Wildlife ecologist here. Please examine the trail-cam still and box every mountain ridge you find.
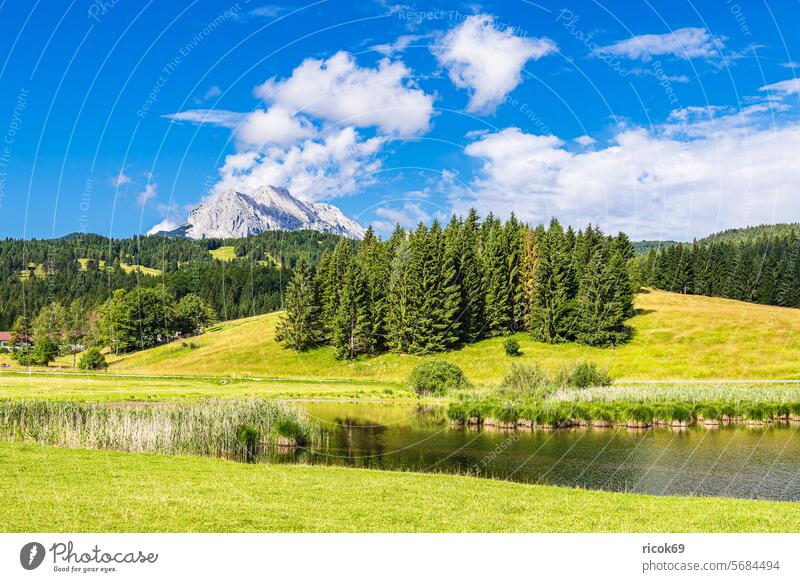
[160,185,365,240]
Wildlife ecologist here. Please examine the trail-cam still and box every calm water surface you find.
[267,401,800,501]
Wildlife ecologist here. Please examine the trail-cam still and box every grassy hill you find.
[106,289,800,382]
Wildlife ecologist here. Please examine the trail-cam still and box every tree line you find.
[638,233,800,307]
[278,211,636,358]
[0,230,348,329]
[5,286,217,366]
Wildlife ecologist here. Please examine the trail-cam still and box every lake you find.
[267,401,800,501]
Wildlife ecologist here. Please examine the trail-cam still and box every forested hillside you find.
[0,230,345,328]
[638,227,800,308]
[699,223,800,245]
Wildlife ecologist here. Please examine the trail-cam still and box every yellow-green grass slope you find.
[0,372,400,401]
[107,290,800,383]
[2,442,797,533]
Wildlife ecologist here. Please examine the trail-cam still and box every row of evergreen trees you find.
[277,211,636,358]
[638,234,800,307]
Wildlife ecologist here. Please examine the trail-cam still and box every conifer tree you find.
[437,216,463,348]
[276,260,321,350]
[519,226,541,331]
[386,232,411,352]
[407,221,451,353]
[607,232,636,318]
[482,219,512,336]
[357,226,388,351]
[528,219,576,342]
[575,249,630,346]
[332,260,374,359]
[458,209,484,343]
[504,214,524,330]
[318,240,353,339]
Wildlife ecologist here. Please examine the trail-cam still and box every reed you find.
[0,400,322,460]
[445,395,800,430]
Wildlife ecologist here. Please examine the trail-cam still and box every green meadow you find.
[104,289,800,383]
[2,290,800,533]
[3,442,799,533]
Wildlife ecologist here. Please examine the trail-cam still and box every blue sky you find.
[1,0,799,241]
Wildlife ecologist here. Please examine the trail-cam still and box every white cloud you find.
[457,108,800,241]
[214,127,384,201]
[146,219,178,235]
[256,51,434,136]
[194,85,222,104]
[136,182,157,208]
[110,169,131,188]
[575,135,595,146]
[760,79,800,97]
[598,27,721,62]
[164,106,316,148]
[163,109,245,128]
[432,14,556,114]
[370,34,423,56]
[236,106,316,148]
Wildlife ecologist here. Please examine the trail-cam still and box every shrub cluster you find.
[407,360,470,395]
[498,360,611,399]
[78,348,107,370]
[554,361,612,388]
[503,337,521,357]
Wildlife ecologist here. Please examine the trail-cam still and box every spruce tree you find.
[458,209,484,343]
[607,232,636,318]
[575,249,630,346]
[505,214,524,330]
[528,219,576,342]
[407,221,451,353]
[318,240,353,339]
[518,226,541,332]
[438,216,463,348]
[332,260,374,359]
[357,226,388,351]
[276,259,321,350]
[481,219,512,336]
[386,232,411,352]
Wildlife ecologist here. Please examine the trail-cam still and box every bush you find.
[555,361,612,389]
[78,348,108,370]
[499,363,551,399]
[274,415,310,445]
[407,359,470,396]
[503,337,521,357]
[0,347,8,355]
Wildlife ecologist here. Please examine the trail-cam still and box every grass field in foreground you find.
[104,290,800,383]
[1,442,798,533]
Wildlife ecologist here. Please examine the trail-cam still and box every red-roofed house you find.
[0,332,11,348]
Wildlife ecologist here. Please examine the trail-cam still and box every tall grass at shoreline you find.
[447,381,800,429]
[0,400,323,459]
[551,383,800,404]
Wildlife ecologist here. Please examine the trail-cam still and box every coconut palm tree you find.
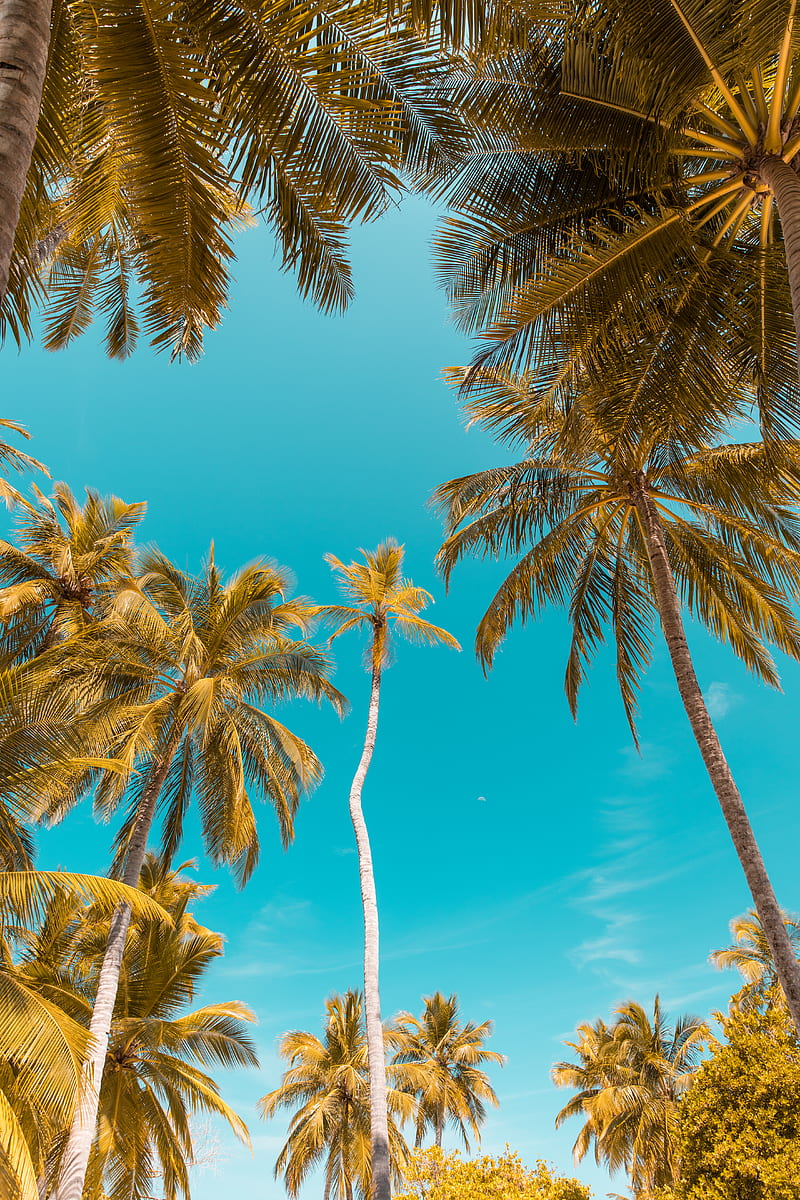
[0,483,145,663]
[52,547,343,1200]
[433,0,800,431]
[260,990,413,1200]
[0,872,167,1200]
[21,854,257,1200]
[388,992,503,1149]
[315,542,459,1200]
[436,363,800,1038]
[712,908,800,1012]
[552,998,707,1197]
[1,0,463,357]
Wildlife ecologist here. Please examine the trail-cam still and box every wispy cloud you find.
[704,681,737,720]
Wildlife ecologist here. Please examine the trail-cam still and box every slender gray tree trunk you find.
[0,0,52,300]
[634,482,800,1037]
[53,753,174,1200]
[348,654,391,1200]
[761,155,800,379]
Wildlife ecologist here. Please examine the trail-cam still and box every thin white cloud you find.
[705,681,737,720]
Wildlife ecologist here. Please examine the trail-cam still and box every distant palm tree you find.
[388,992,503,1149]
[712,909,800,1013]
[24,854,257,1200]
[436,369,800,1038]
[259,990,413,1200]
[53,549,343,1200]
[552,998,707,1198]
[316,541,459,1200]
[0,483,145,661]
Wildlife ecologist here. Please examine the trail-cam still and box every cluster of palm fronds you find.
[0,423,351,1199]
[0,854,257,1200]
[552,909,800,1199]
[261,989,504,1200]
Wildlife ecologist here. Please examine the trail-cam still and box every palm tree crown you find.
[435,374,800,731]
[0,483,145,662]
[712,908,800,1011]
[433,0,800,432]
[388,992,504,1150]
[316,539,461,668]
[259,989,413,1200]
[58,546,343,882]
[552,998,707,1197]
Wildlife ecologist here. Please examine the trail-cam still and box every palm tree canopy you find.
[11,854,255,1200]
[260,989,413,1200]
[433,0,800,437]
[435,369,800,733]
[0,870,169,1198]
[712,907,800,1010]
[315,538,460,669]
[41,547,345,885]
[5,0,469,359]
[0,419,48,511]
[388,991,504,1150]
[0,482,145,662]
[552,997,708,1194]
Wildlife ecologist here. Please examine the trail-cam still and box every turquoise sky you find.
[6,198,800,1196]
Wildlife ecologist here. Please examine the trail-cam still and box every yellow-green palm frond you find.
[436,359,800,734]
[321,539,458,668]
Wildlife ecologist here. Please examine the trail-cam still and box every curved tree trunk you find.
[761,155,800,378]
[53,752,174,1200]
[0,0,52,300]
[634,483,800,1037]
[348,651,392,1200]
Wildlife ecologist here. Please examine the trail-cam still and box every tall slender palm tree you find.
[552,998,707,1197]
[52,548,343,1200]
[259,990,413,1200]
[316,541,459,1200]
[0,483,145,662]
[433,0,800,431]
[712,908,800,1012]
[1,0,463,356]
[388,992,503,1149]
[435,367,800,1038]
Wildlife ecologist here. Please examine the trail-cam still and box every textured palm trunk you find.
[0,0,52,300]
[634,483,800,1037]
[348,643,391,1200]
[53,753,174,1200]
[761,155,800,378]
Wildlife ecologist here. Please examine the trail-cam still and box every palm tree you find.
[316,541,459,1200]
[259,990,413,1200]
[435,367,800,1038]
[0,483,145,662]
[1,0,461,357]
[52,548,343,1200]
[22,854,257,1200]
[0,871,168,1200]
[712,908,800,1012]
[388,992,503,1149]
[433,0,800,428]
[552,998,707,1197]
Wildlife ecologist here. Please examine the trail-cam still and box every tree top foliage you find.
[395,1147,591,1200]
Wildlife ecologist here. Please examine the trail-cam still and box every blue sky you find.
[6,197,800,1196]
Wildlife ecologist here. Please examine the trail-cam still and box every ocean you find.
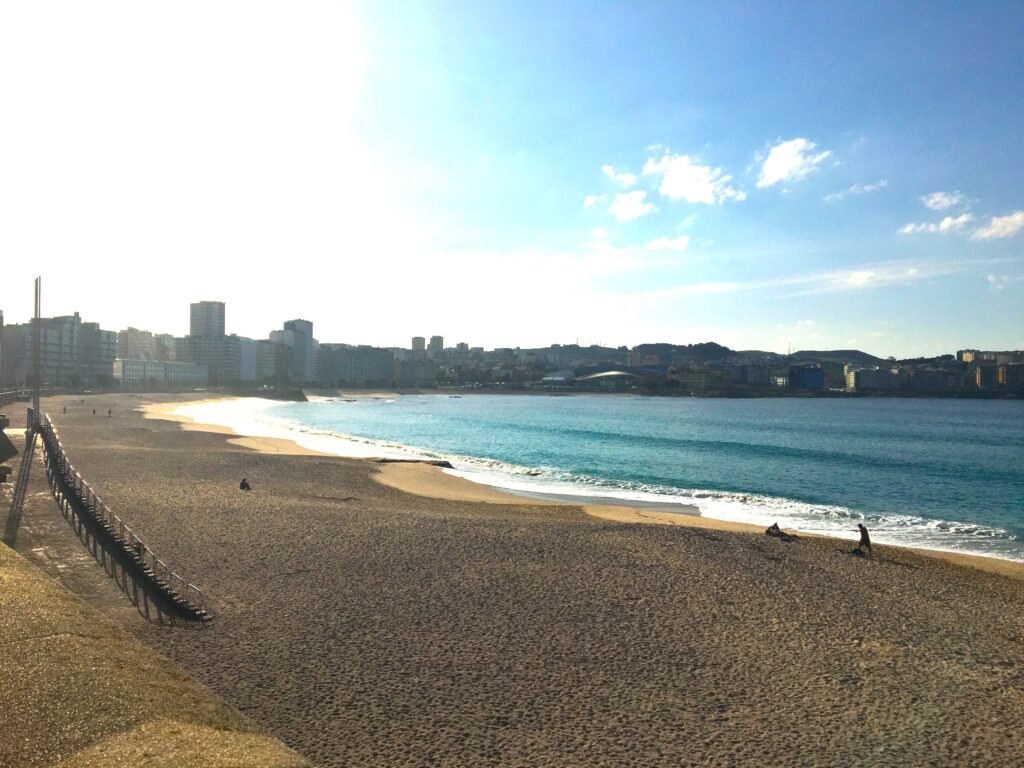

EXERCISE DETAILS. Set down the entries above again exactly, minus any image.

EXPECTED ANSWER.
Wildlife ecologist here. Please examine the trail-cam still and box every mountain ridge you find.
[160,185,365,240]
Wildlife ecologist here. Please examine the trail-cam still and box every calm water surface you find.
[267,401,800,501]
Wildlife ecologist here. Please examine the trail-cam still and box every grassy hill you find.
[106,289,800,382]
Wildlife ecologist here. Please examine the trail-cam still and box every tree line you find.
[638,233,800,307]
[278,211,636,358]
[0,230,348,329]
[5,286,217,366]
Wildlife ecologist here. Please examine the trail-cam still and box every lake you find.
[267,401,800,501]
Wildlife ecologist here. Please examine the trail-cam still and box every forested hillside you find.
[0,230,345,328]
[638,227,800,308]
[699,223,800,245]
Wildlife ecologist here. Please examine the trail-cam still and box every yellow-green grass slope you find.
[0,372,400,401]
[107,290,800,383]
[2,442,797,533]
Wildlife ecologist here. Please examine the trail-cam still and box every row of evergreen trees you find.
[277,211,636,358]
[638,234,800,307]
Wildlife ecologist here. Please examine the trail-cam still and box every conifer tree you find.
[437,216,463,348]
[276,260,321,350]
[519,226,541,331]
[386,232,411,352]
[407,221,451,353]
[607,232,636,318]
[482,219,512,336]
[357,226,388,351]
[528,219,576,342]
[575,249,630,346]
[332,260,374,359]
[458,209,484,343]
[504,214,524,330]
[318,240,353,339]
Wildlife ecologist here. Please examine the trail-cam still and box every reed you find.
[0,400,322,460]
[445,395,800,430]
Wildlife ecologist here. Please examine the trail-cam still and box every green meadow you find.
[104,289,800,383]
[2,290,800,533]
[3,442,799,533]
Wildlife ecologist here. Please examine the trail-cam still and box every blue sky you find.
[1,0,799,241]
Wildlife ecologist here. Please examine the trail-cam still and box every white cloud you find.
[457,108,800,241]
[214,127,384,201]
[146,219,178,235]
[256,51,434,136]
[194,85,222,104]
[136,182,157,208]
[110,169,131,188]
[575,135,595,146]
[760,79,800,97]
[598,27,721,62]
[164,106,316,148]
[163,109,245,128]
[432,14,556,114]
[370,34,423,56]
[236,106,316,148]
Wildlife ecologist here. Please examine the trail-cam still and box every shrub cluster you find.
[407,360,470,395]
[498,360,611,399]
[78,348,107,370]
[554,361,612,388]
[503,337,521,357]
Wildlife ecologist here. Please examine the trail-cam still and box every spruce tree you find.
[458,209,484,343]
[607,232,636,318]
[575,249,630,346]
[505,214,524,330]
[528,219,576,342]
[407,221,451,353]
[318,240,353,339]
[518,226,541,332]
[438,216,463,348]
[332,260,374,359]
[357,226,388,351]
[276,259,321,350]
[481,219,512,336]
[386,232,411,352]
Wildlife ecologist here. Please examine the trail-cam still and box every bush you find.
[555,361,612,389]
[78,348,108,370]
[499,363,551,399]
[274,415,310,445]
[407,359,470,396]
[503,337,521,357]
[0,347,8,355]
Wildlife ecologist here. Please examine the trail-cam still and box every grass field in foreground you find.
[104,290,800,383]
[1,442,798,533]
Wildlife ecologist here. Please examine the trail-cam still and box every red-roofed house you find.
[0,332,11,348]
Wildlife ecologist here. Please examine the trail-cam still and box every tall grass at shoreline you find.
[447,381,800,429]
[0,400,323,459]
[551,383,800,404]
Wildlife ecologist here. Please examine the trail-cam still and box every coconut palm tree you find.
[0,483,145,663]
[52,547,343,1200]
[433,0,800,431]
[260,990,413,1200]
[0,872,167,1200]
[21,854,257,1200]
[388,992,503,1149]
[315,542,459,1200]
[436,363,800,1038]
[712,908,800,1012]
[552,998,707,1197]
[1,0,463,357]
Wildlife ecologist here. Please examine the trail-cam still and box every wispy cloud you find.
[704,681,737,720]
Wildlife ecologist here. Please examine the trail-cam still and box every slender gray tree trunk you find.
[0,0,52,300]
[634,482,800,1037]
[53,753,174,1200]
[348,654,391,1200]
[761,155,800,379]
Wildlife ecologist here. Please examine the trail-cam still and box every thin white cloud you find.
[705,681,737,720]
Wildlife ecologist here. Please examine the trail-cam still and box every distant palm tree you find.
[388,992,503,1149]
[712,909,800,1013]
[24,854,257,1200]
[436,369,800,1038]
[259,990,413,1200]
[53,549,343,1200]
[552,998,707,1198]
[316,541,459,1200]
[0,483,145,661]
Wildlife ecologist here. Please examine the trail-cam still and box every cluster of palm fronds you find.
[0,423,351,1199]
[0,854,257,1200]
[552,909,800,1199]
[261,989,504,1200]
Wildlife ecologist here. Please examine the trail-cam still and box every palm tree crown you find.
[435,374,800,731]
[0,483,145,662]
[712,908,800,1011]
[433,0,800,432]
[388,992,504,1150]
[316,539,461,668]
[259,989,413,1200]
[58,546,343,882]
[552,998,707,1197]
Wildlife ecologist here. Please examine the trail-cam still and box every palm tree canopy you find.
[11,854,255,1200]
[260,989,413,1200]
[433,0,800,437]
[435,369,800,733]
[0,870,169,1198]
[712,907,800,1010]
[315,538,460,669]
[41,547,345,885]
[5,0,469,359]
[0,419,48,511]
[388,991,504,1150]
[0,482,145,662]
[552,997,708,1194]
Wildlife ecologist here. Please examine the trail-cam still and box every turquoise sky you find.
[6,198,800,1196]
Wildlife ecologist here. Please examine the trail-cam still and box every yellow-green palm frond you find.
[436,359,800,734]
[321,539,458,668]
Wildlife ecologist here. Please examine the trail-cam still and box every curved tree trunk you find.
[761,155,800,378]
[53,752,174,1200]
[0,0,52,300]
[634,483,800,1037]
[348,651,392,1200]
Wildlife ecologist here. Please examine the trail-cam still and box every tall slender palm tree you find.
[552,998,707,1197]
[52,548,343,1200]
[259,990,413,1200]
[316,541,459,1200]
[0,483,145,662]
[433,0,800,431]
[712,908,800,1012]
[1,0,463,356]
[388,992,503,1149]
[435,367,800,1038]
Wildlife ecologist here. Please examine the trail-cam still and box every textured palm trunk you find.
[0,0,52,300]
[634,483,800,1037]
[348,643,391,1200]
[53,753,174,1200]
[761,155,800,378]
Wildlife ecologist here. Please examine the trail-cam still and box every palm tree you find.
[316,541,459,1200]
[259,990,413,1200]
[435,367,800,1038]
[0,483,145,662]
[1,0,461,357]
[52,548,343,1200]
[22,854,257,1200]
[0,871,168,1200]
[712,908,800,1012]
[388,992,503,1149]
[433,0,800,428]
[552,998,707,1197]
Wildlife ecologist here. Please examine the trail-cam still and box every tree top foliage you find.
[395,1147,591,1200]
Wildlife ecologist here. Please examine the trail-cam still and box every blue sky you find.
[6,197,800,1196]
Wildlife ecologist here. Please examine the trail-cam still and box every ocean you find.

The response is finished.